Raw records =
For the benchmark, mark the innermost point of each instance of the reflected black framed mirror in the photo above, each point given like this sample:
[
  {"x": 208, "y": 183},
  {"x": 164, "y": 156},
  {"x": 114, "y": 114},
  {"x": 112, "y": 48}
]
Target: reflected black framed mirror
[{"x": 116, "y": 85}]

Written task =
Render the lines above as a JSON array of strings, with one string per line and any blank lines omitted.

Final answer =
[
  "For the benchmark, mark the innermost point of each instance of the reflected black framed mirror in the photo above, each point given like this sample:",
  "[",
  "  {\"x\": 208, \"y\": 183},",
  "  {\"x\": 164, \"y\": 156},",
  "  {\"x\": 114, \"y\": 114},",
  "  {\"x\": 112, \"y\": 48}",
  "]",
  "Target: reflected black framed mirror",
  "[{\"x\": 116, \"y\": 85}]"
]